## Exercise
Scan the listing below and copy each line holding the word "stone".

******

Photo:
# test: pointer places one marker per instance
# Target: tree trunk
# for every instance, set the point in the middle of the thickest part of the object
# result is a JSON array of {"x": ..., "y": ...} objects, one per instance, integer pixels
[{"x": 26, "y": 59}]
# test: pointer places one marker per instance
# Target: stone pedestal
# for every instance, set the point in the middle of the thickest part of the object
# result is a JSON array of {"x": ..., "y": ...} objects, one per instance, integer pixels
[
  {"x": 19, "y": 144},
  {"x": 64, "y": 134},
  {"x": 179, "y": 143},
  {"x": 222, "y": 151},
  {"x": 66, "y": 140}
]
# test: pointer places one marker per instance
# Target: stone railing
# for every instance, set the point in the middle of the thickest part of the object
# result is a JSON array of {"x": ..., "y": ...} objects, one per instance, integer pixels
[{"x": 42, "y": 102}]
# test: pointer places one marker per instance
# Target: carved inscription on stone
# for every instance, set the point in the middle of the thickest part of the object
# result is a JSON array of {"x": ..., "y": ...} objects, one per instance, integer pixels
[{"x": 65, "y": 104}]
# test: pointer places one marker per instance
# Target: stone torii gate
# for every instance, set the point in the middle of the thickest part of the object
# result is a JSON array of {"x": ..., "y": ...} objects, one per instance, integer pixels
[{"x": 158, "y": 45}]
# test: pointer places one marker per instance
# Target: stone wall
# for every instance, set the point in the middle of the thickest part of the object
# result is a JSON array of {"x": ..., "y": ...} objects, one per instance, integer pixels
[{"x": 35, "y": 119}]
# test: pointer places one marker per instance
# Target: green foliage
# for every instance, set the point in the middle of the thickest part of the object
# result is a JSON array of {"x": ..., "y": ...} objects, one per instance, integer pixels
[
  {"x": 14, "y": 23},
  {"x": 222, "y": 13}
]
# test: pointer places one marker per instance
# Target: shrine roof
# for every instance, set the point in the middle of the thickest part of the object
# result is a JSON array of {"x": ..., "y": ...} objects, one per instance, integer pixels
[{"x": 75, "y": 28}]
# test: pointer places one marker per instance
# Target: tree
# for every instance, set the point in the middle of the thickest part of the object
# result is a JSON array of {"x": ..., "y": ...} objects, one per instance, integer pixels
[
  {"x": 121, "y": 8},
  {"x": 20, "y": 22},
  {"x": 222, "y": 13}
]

******

## Completed exercise
# Target: stone pedestal
# Target: stone railing
# Target: carved inscription on stone
# Target: stone torii gate
# Target: stone wall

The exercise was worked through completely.